Data provided:
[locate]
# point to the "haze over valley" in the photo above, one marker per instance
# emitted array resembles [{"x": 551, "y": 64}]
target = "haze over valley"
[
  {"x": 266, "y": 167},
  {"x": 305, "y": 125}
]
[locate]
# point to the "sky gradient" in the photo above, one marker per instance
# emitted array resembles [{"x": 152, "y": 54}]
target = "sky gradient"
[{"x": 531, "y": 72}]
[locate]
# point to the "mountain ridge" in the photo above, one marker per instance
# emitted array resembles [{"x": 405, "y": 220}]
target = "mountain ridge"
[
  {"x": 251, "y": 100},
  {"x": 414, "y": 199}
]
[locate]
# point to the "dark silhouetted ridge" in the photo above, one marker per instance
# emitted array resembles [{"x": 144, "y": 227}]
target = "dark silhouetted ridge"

Instructions to follow: Pull out every line of the records above that contains the string "resembles", matching case exactly.

Full answer:
# emitted array resembles [{"x": 551, "y": 64}]
# emitted array resembles [{"x": 152, "y": 54}]
# emitted array resembles [{"x": 405, "y": 220}]
# emitted array resembles [{"x": 144, "y": 227}]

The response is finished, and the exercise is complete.